- _WHAT YOU SHOULD DO_:
Repeat each entry word for word. Leave any images out of the copy.

Records from a point labeling set
━━━━━━━━━━━━━━━━━━━━━━━━━━━━━━
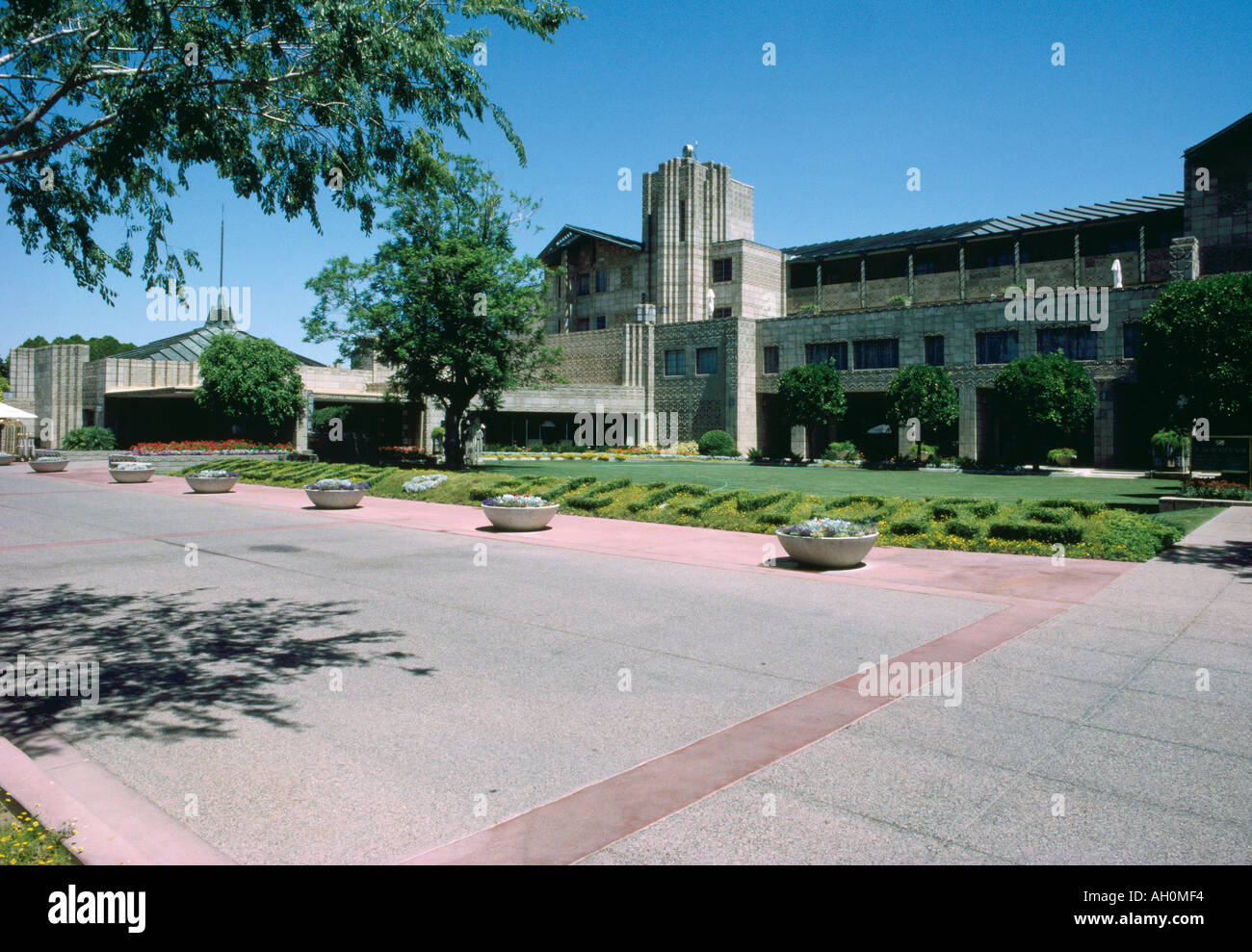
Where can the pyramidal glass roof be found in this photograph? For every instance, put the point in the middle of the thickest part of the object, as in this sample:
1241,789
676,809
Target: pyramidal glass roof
191,345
━━━━━━━━━━━━━━━━━━━━━━━━━━━━━━
- _RESPONSE TO THE TASK_:
Where can the pyramidal glass roof be found in this photograph? For every instance, put the point in the middle of the thickest part of the object, as in this sample:
1241,789
676,809
Target: pyramidal glass roof
191,345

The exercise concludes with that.